▶ **Exercise**
Within the records, find every line that includes the word "onion" and copy it.

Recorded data
= Beginning of Section =
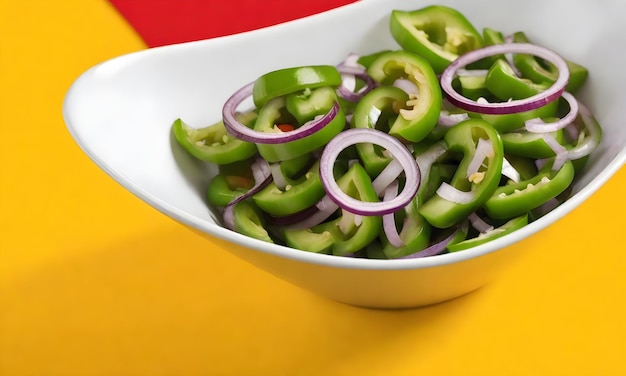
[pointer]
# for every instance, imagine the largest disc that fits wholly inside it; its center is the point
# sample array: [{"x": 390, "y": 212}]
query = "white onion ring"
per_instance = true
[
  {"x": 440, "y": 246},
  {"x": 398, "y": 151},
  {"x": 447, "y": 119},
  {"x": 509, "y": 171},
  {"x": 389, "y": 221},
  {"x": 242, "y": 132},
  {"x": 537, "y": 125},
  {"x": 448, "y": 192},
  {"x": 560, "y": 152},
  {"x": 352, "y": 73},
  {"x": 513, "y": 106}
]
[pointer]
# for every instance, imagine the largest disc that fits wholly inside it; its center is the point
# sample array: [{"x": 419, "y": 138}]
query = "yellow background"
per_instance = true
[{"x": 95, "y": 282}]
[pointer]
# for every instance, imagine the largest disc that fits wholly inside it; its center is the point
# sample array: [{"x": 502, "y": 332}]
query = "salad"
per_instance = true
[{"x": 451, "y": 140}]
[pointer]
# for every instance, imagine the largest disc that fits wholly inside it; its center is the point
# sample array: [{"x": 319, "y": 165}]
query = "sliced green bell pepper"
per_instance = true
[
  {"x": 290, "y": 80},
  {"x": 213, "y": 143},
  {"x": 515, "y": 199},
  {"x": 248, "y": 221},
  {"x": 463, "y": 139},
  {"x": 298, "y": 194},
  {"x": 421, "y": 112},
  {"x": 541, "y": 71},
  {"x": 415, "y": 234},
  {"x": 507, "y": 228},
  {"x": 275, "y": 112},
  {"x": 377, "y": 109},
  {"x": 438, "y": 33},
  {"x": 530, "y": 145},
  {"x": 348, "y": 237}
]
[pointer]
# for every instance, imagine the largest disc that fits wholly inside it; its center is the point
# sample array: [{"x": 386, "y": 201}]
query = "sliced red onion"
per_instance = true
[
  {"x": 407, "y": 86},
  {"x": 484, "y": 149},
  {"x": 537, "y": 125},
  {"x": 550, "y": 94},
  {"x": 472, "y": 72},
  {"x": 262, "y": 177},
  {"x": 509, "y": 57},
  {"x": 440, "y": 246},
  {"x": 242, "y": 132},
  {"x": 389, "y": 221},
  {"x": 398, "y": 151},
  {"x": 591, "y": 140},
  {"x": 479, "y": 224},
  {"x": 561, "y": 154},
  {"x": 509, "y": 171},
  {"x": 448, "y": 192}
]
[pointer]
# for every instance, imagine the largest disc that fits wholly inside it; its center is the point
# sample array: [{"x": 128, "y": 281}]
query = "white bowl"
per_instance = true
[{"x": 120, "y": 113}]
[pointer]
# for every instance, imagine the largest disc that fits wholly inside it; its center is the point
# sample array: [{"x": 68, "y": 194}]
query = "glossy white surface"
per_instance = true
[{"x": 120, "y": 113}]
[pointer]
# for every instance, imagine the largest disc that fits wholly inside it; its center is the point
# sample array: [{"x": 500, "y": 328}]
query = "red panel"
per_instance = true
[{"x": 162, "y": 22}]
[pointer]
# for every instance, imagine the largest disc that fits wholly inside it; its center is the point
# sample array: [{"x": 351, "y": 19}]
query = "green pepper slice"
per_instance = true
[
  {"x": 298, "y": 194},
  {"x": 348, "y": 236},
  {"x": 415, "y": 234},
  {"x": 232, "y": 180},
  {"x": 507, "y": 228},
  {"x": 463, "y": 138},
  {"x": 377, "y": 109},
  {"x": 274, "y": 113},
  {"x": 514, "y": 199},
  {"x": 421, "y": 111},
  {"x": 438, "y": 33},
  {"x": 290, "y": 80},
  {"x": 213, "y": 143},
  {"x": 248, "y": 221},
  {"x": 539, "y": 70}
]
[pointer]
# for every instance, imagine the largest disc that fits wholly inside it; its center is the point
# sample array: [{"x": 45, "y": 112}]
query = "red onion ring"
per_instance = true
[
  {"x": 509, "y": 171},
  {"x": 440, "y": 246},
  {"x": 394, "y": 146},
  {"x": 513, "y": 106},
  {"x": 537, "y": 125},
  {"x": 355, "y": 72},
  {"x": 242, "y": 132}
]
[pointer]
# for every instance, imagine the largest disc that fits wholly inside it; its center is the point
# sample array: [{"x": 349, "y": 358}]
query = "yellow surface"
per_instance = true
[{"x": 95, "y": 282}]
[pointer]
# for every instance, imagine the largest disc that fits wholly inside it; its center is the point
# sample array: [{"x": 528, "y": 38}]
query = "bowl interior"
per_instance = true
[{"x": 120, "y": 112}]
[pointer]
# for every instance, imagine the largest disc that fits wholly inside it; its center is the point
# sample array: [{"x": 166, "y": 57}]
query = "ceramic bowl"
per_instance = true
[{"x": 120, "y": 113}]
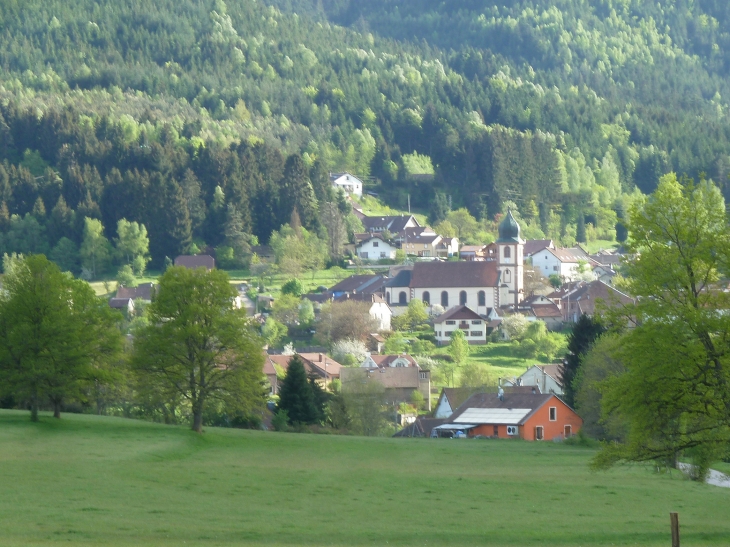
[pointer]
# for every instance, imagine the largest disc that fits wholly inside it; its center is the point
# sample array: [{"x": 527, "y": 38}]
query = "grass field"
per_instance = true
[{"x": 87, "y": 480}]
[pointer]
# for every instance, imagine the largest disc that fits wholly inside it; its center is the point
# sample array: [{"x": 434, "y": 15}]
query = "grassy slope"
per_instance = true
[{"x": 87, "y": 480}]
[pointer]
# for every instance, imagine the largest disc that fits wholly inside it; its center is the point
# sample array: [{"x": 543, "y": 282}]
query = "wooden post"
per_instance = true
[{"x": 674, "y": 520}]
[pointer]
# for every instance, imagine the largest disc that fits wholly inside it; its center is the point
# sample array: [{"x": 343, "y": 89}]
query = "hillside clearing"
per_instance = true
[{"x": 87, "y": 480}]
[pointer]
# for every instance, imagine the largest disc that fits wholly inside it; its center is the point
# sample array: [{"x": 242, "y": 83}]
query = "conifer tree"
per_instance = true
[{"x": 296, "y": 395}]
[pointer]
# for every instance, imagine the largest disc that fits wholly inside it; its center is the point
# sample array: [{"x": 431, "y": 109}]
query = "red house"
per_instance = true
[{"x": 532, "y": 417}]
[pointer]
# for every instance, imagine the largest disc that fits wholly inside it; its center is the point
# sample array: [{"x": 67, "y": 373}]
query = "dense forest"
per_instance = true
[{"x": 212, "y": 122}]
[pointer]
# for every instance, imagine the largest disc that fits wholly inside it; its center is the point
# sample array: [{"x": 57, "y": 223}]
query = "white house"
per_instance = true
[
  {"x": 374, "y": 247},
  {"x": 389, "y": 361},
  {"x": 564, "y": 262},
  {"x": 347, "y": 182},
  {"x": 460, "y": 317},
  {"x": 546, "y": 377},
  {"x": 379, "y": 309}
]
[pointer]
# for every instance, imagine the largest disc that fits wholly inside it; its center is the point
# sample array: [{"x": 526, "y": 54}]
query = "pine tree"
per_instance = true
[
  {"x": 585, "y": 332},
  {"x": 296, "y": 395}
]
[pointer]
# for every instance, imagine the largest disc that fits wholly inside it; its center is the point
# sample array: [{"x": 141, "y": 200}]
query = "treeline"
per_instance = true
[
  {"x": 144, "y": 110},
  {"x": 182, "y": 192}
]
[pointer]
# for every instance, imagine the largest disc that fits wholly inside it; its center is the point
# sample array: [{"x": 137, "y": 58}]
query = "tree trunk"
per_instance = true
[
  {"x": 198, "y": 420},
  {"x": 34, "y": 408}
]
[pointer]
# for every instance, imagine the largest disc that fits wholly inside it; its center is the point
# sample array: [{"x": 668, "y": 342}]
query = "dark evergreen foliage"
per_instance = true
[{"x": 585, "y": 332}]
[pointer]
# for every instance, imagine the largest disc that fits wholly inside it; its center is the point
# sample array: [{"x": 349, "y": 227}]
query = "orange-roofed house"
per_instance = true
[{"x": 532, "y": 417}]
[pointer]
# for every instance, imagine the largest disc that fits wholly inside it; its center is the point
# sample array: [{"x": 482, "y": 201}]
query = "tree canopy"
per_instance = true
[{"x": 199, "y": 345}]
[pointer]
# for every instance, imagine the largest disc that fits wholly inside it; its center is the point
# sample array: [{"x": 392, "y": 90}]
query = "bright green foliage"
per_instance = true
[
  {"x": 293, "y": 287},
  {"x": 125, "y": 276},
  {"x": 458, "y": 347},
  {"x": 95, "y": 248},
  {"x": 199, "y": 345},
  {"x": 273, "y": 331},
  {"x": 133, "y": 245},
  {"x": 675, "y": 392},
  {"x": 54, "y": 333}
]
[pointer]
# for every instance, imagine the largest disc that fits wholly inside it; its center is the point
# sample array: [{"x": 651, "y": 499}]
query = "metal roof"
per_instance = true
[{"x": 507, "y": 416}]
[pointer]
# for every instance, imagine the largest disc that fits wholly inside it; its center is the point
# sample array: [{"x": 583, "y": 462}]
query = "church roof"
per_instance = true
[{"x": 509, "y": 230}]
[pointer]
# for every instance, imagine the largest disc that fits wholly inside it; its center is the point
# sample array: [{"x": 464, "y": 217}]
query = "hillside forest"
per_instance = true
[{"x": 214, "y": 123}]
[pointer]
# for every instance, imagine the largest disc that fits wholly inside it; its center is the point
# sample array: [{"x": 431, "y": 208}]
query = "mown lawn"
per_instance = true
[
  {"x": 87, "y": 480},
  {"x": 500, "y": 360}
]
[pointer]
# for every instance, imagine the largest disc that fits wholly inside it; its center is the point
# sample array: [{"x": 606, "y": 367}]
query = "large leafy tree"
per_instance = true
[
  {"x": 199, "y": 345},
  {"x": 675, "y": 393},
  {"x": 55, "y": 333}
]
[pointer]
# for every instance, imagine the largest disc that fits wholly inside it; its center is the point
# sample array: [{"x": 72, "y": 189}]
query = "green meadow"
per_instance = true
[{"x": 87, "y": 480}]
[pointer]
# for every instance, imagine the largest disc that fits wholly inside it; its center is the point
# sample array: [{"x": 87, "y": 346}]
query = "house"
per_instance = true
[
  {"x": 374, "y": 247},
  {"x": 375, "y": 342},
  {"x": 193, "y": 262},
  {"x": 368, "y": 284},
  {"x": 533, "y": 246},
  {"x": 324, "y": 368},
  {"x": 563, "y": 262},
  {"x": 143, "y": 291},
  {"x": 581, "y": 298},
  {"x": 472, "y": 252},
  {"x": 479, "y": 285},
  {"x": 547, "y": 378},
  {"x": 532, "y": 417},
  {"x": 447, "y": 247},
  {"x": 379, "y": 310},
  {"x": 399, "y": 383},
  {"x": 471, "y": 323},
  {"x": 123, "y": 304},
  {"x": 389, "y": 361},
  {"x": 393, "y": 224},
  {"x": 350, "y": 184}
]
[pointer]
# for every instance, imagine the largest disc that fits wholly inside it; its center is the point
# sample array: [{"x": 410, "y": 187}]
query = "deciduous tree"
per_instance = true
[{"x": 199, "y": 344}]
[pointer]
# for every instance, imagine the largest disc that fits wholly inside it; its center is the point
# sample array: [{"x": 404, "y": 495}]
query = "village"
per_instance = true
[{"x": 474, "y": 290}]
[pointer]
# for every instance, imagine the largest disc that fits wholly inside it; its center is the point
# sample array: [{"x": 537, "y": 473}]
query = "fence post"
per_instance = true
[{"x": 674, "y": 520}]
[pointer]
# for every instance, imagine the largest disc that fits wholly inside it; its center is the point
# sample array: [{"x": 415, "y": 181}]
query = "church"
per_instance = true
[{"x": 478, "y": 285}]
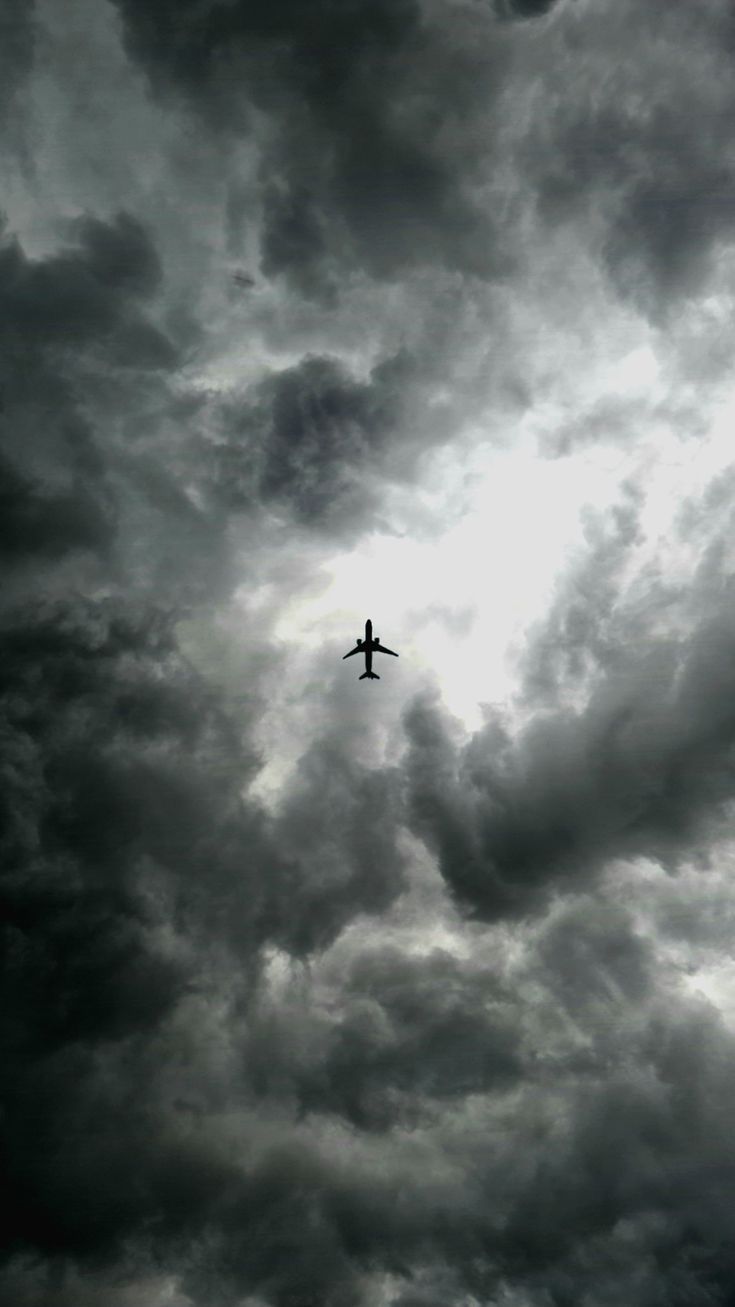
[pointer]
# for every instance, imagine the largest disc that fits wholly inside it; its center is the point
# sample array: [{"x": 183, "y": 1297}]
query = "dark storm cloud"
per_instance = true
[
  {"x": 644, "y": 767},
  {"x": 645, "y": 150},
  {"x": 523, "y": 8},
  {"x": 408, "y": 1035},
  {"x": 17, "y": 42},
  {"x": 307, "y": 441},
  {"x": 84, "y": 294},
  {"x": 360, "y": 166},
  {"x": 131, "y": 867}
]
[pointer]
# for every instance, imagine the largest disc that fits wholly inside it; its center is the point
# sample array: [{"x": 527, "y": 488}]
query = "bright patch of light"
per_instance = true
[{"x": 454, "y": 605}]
= End of Section =
▶ **Task response**
query = "white onion ring"
query = "sliced red onion"
query = "red onion ring"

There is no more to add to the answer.